# PROVIDED DATA
--

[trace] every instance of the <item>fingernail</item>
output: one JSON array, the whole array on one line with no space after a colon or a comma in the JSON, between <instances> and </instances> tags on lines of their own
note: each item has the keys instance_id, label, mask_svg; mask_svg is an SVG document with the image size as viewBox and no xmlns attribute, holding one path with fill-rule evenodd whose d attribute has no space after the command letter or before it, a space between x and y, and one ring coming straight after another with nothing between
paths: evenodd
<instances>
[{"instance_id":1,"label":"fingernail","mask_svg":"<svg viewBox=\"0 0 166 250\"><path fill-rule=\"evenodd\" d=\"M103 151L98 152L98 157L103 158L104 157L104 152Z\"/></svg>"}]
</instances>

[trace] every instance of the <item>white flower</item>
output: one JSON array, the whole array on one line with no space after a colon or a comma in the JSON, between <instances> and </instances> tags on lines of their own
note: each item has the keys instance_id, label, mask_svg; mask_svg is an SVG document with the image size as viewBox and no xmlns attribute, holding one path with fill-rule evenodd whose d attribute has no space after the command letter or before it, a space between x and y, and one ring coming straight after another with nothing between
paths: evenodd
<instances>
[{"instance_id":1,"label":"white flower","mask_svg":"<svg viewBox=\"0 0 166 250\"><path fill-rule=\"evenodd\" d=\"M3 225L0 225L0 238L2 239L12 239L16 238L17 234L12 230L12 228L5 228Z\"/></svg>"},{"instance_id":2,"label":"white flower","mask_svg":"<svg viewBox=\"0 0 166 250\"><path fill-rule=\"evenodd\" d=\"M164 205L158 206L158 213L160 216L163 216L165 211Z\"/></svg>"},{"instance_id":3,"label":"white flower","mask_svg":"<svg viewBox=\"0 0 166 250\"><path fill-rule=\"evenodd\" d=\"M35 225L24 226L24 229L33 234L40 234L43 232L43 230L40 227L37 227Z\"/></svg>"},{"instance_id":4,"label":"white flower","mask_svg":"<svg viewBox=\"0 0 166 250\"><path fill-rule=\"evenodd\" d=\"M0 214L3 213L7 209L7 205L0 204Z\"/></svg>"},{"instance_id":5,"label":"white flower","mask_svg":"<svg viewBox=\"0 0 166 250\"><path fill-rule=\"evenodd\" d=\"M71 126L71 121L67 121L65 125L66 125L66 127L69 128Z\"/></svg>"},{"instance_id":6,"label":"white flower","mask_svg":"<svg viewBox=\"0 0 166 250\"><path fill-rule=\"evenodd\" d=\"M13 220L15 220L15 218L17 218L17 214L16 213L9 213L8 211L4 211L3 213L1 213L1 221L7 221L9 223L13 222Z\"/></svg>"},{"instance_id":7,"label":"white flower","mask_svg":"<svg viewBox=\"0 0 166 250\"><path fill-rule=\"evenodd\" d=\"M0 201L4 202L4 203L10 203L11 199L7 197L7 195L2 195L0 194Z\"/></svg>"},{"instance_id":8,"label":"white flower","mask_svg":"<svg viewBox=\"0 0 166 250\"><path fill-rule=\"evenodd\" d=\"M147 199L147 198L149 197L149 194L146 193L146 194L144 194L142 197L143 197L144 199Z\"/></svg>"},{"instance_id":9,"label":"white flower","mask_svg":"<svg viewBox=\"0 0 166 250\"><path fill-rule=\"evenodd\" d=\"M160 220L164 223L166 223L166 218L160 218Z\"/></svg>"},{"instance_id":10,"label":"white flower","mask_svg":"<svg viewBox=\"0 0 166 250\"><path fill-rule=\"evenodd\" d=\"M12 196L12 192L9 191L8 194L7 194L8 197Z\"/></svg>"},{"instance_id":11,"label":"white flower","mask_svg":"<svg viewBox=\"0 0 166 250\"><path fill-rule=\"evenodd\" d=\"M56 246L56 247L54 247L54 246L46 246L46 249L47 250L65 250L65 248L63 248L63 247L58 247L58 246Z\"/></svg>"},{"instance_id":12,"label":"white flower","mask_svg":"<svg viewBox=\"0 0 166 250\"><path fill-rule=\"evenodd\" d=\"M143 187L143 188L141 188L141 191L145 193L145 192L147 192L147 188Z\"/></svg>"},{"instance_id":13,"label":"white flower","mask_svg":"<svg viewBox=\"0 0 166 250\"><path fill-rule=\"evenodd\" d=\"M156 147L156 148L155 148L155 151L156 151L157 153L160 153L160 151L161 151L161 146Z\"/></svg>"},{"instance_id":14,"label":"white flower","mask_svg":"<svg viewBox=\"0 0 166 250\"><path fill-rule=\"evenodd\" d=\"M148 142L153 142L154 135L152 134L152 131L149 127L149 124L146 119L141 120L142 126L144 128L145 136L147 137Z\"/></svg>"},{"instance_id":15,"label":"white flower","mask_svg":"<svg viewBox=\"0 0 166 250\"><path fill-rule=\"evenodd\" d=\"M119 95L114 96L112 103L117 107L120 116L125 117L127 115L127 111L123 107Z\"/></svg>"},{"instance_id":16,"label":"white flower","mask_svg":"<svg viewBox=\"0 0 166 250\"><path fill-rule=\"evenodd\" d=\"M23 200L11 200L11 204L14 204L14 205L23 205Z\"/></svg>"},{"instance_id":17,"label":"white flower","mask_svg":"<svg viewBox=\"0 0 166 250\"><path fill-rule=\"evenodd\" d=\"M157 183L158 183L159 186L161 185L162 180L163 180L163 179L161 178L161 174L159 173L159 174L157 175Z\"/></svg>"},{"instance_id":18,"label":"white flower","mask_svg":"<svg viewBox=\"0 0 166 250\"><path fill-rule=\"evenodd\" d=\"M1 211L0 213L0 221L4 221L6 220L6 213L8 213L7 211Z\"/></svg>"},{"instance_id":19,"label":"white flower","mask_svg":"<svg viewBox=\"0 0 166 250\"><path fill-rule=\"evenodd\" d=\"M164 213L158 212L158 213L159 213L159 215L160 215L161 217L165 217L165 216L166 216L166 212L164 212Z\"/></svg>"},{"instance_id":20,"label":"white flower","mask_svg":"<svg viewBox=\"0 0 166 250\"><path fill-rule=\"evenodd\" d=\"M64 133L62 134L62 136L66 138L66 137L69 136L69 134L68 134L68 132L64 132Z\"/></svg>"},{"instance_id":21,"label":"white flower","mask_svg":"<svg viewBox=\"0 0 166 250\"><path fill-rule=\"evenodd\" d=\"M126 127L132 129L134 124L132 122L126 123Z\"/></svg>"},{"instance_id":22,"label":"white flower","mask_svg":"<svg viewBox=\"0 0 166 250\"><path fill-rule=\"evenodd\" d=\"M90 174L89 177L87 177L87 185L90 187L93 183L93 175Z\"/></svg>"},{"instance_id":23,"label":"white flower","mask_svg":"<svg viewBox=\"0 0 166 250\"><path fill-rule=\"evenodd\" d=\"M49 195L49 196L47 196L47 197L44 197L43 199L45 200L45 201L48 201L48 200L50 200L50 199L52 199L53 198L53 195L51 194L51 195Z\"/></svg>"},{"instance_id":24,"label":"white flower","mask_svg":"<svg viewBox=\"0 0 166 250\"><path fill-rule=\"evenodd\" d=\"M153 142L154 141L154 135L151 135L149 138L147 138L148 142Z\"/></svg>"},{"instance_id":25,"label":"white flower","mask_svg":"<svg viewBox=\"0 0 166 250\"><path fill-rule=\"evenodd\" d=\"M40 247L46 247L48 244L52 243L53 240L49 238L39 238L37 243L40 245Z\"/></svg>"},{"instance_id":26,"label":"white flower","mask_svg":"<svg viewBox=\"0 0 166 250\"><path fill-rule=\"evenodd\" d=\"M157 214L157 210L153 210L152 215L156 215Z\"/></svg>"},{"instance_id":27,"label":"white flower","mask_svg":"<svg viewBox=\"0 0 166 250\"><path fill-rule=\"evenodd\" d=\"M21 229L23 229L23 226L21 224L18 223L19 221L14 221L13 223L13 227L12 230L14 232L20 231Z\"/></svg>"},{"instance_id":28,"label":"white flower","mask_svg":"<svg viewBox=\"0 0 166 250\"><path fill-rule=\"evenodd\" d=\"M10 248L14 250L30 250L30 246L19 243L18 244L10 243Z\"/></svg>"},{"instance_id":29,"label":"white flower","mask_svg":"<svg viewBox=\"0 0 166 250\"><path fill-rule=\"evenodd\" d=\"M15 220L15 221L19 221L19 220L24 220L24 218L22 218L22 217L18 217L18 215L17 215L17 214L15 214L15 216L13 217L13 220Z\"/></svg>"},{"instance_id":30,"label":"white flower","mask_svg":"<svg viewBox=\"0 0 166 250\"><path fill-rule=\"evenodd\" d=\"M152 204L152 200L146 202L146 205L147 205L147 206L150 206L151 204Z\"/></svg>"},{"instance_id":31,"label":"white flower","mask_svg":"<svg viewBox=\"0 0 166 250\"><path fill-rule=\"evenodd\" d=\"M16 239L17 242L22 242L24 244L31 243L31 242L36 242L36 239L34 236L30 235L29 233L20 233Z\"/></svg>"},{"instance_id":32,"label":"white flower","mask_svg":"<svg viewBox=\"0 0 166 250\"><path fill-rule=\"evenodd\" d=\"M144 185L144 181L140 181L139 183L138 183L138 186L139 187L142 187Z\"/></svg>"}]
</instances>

--

# EXERCISE BRIEF
Give back the listing exactly, please, from its first line to the line containing "[trace] every instance of the <item>white", inclusive, and nothing past that line.

# WRITTEN RESPONSE
[trace] every instance of the <item>fingernail</item>
output: one JSON array, the whole array on one line with no space after a colon or a comma in the JSON, between <instances> and </instances> tags on lines of their own
note: each item has the keys instance_id, label, mask_svg; mask_svg is an SVG document with the image size as viewBox and no xmlns attribute, holding one path with fill-rule evenodd whose d attribute has no space after the command letter or before it, a space between x and y, and one ring coming straight after another with nothing between
paths: evenodd
<instances>
[{"instance_id":1,"label":"fingernail","mask_svg":"<svg viewBox=\"0 0 166 250\"><path fill-rule=\"evenodd\" d=\"M103 151L98 152L98 157L103 158L104 157L104 152Z\"/></svg>"}]
</instances>

[trace] every instance of the <item>white flower</item>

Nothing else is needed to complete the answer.